• **TEKS DITAMPILKAN**
::::

- Deskripsi Buku
Judul
Buku : “Runtuhnya Teori Pembangunan
dan Globalisasi”
Penulis : DR. Mansour Fakih
Penerbit : INSIST PRESS Bekerjasama dengan
PUSTAKA PELAJAR
Celeban Timur UH III/548 Yogyakarta 55167
Telp.
(0274) 381542. Fax. (0274) 383083
Cetakan : Cetakan I, April 2001 Judul “Sesat
Pikir Teori Pembangunan dan
Globalisasi”
Cetakan I, Mei 2002 “Edisi Revisi”
Cetakan IV, September 2006
Cetakan V, Januari 2008
Tebal
Buku : 15 x 21 cm, xv+232 Hlm
- Resensi Buku
Secara
garis besar buku ini terbagi ke dalam enam bagian. Bagian pertama merupakan
pendahuluan. Dalam bagian ini dikupas mengenai latar belakang dan tujuan
penyusunan buku ini. Setelah itu juga dibahas mengenai posisi dan alasan
penulis dalam menggunakan istilah teori pembangunan maupun teori perubahan
sosial beserta implikasi dari penggunaan kedua istilah tersebut. Selanjutnya
bagian kedua, memuat pembahasan mengenai bagaimana dan apa yang mempengaruhi
sebuah teori. Dalam bagian ini pembahasan difokuskan pada pembentuk dan
memahami teori perubahan sosial dan pembangunan, pengertian dari paradigma,
paradigma ilmu sosial menurut Habermas, paradigma perspektif Freire beserta
paradigma-paradigma sosiologi lainnya.

::::

Catatan anotasi titik:
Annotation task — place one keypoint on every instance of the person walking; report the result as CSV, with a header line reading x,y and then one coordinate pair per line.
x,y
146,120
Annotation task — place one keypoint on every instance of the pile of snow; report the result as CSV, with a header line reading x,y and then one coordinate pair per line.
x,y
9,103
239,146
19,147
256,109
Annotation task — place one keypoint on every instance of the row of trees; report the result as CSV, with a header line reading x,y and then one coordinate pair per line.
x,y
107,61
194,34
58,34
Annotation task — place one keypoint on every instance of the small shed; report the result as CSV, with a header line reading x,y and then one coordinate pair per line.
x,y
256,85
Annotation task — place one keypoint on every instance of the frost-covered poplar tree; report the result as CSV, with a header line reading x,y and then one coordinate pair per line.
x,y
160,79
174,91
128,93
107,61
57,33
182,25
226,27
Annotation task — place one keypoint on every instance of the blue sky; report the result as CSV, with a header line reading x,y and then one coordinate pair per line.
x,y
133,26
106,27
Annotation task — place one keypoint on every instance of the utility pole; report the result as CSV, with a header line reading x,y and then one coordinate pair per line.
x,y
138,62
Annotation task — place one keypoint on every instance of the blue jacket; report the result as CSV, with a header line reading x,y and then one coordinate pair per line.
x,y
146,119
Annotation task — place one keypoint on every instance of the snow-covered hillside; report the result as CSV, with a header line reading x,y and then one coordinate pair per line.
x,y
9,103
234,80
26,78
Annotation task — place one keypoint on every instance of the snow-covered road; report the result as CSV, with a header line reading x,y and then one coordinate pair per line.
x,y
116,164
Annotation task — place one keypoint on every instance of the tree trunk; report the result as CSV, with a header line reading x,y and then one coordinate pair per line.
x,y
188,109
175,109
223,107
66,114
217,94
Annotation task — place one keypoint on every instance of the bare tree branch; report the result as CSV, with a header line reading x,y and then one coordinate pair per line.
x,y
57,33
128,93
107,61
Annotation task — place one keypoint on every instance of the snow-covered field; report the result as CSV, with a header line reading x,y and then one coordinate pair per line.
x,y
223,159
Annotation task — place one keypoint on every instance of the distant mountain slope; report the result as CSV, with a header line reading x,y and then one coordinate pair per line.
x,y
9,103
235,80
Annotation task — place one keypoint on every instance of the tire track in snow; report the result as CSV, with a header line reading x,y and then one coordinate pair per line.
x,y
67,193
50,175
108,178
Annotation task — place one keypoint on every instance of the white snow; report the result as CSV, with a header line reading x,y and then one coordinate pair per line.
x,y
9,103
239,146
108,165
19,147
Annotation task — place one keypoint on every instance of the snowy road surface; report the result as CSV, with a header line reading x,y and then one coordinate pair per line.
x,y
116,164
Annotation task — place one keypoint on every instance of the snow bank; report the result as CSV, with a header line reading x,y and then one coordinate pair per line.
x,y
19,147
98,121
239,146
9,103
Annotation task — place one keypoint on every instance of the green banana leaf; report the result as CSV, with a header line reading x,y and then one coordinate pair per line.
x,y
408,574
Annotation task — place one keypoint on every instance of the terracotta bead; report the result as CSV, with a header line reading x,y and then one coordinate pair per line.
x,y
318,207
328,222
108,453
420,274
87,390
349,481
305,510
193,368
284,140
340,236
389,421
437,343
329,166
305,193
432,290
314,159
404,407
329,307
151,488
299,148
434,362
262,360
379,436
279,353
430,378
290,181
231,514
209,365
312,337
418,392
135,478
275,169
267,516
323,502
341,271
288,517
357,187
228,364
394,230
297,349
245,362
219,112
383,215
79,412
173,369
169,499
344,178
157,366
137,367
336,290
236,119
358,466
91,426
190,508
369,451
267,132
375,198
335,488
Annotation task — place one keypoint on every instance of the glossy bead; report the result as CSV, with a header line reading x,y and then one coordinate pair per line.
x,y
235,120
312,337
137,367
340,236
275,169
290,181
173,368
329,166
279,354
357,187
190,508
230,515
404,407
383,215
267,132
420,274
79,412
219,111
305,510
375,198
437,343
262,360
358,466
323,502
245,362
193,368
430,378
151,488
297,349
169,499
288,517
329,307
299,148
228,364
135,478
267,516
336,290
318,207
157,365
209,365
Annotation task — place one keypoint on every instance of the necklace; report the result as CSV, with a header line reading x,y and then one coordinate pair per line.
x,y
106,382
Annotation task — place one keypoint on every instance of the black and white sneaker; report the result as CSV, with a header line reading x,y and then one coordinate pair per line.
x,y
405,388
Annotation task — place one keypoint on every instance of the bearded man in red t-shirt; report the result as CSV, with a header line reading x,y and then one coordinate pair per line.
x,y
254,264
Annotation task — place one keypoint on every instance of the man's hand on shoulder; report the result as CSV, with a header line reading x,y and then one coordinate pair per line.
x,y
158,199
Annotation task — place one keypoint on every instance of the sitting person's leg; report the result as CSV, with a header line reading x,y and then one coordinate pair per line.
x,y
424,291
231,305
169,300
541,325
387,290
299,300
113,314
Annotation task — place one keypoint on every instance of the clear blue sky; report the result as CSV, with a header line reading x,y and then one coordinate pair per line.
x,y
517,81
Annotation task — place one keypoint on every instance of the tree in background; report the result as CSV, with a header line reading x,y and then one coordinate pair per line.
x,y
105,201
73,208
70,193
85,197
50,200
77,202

::::

• **TUJUAN**
[a] Menurut teks, buku tersebut terbagi ke dalam berapa bagian?
[b] Sebutkan jumlah baris yang memuat kata "white". Tulis angkanya saja.
Teks dan baris-baris data ini tidak saling berkaitan.

• **JAWABAN YANG DIHARAPKAN**
[a] Enam bagian.

[b] 2